__WHAT IS EXPECTED__. Exact repetition, please: start with the line where "Detect wheel rim." appears and stop after the final line of the records.
[THE DATA — start]
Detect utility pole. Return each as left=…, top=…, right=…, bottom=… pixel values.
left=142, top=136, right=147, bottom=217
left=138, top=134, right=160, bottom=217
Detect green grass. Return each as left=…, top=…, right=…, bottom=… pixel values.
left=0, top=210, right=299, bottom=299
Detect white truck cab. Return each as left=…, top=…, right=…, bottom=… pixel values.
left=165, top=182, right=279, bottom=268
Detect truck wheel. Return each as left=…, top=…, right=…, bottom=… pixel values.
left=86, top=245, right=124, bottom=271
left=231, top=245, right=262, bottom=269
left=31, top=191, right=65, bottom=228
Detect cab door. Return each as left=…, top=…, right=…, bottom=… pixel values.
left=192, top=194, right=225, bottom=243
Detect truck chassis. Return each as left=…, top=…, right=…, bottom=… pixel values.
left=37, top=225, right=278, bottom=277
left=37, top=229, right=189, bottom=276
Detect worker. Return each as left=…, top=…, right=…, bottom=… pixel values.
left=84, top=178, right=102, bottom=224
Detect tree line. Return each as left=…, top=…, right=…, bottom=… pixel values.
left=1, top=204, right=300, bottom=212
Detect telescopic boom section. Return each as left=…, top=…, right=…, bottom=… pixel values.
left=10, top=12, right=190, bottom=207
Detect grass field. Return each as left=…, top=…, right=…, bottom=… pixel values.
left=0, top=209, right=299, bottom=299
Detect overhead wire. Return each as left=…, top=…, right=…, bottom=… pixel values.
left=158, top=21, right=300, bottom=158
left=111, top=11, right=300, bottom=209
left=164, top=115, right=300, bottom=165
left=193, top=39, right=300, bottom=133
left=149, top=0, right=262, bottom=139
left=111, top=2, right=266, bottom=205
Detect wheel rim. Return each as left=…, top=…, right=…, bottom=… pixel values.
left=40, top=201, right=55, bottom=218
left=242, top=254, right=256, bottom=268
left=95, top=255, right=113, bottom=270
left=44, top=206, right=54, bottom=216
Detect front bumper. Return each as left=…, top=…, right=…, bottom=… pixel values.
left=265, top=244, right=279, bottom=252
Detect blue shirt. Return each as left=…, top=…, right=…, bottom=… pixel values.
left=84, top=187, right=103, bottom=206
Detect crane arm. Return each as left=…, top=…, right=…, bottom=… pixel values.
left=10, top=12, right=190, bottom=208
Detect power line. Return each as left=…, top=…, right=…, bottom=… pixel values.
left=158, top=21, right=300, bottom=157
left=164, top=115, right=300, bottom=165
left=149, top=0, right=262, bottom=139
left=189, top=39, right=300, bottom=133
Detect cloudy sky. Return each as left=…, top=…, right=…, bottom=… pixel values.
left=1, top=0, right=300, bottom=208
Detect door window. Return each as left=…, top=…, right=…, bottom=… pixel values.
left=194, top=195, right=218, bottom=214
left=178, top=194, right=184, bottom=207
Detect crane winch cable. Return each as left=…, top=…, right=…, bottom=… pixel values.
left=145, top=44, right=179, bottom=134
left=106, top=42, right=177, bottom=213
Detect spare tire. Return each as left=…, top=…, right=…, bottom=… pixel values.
[THE DATA — finish]
__RESPONSE TO THIS EXERCISE__.
Detect wheel rim. Return each as left=…, top=…, right=…, bottom=… pixel values.
left=40, top=201, right=55, bottom=218
left=242, top=254, right=256, bottom=268
left=95, top=255, right=113, bottom=270
left=44, top=206, right=54, bottom=216
Detect front bumper. Return each as left=…, top=…, right=…, bottom=… pixel values.
left=265, top=244, right=279, bottom=252
Detect blue shirt. Return each as left=…, top=…, right=…, bottom=… pixel values.
left=84, top=187, right=103, bottom=206
Detect crane arm. Return each as left=…, top=…, right=…, bottom=… pixel values.
left=10, top=12, right=190, bottom=208
Detect power line. Return each as left=…, top=…, right=…, bottom=… pixel values.
left=158, top=21, right=300, bottom=157
left=164, top=115, right=300, bottom=165
left=149, top=0, right=262, bottom=139
left=189, top=39, right=300, bottom=133
Detect cloudy sky. Return each as left=…, top=…, right=…, bottom=… pixel values.
left=1, top=0, right=300, bottom=208
Detect door window. Return each as left=…, top=…, right=…, bottom=… pixel values.
left=194, top=195, right=218, bottom=214
left=178, top=194, right=184, bottom=207
Detect crane winch cable. Return each as left=…, top=…, right=…, bottom=… pixel values.
left=145, top=44, right=179, bottom=134
left=106, top=42, right=177, bottom=213
Detect spare tire. Return each as left=…, top=…, right=…, bottom=… pixel values.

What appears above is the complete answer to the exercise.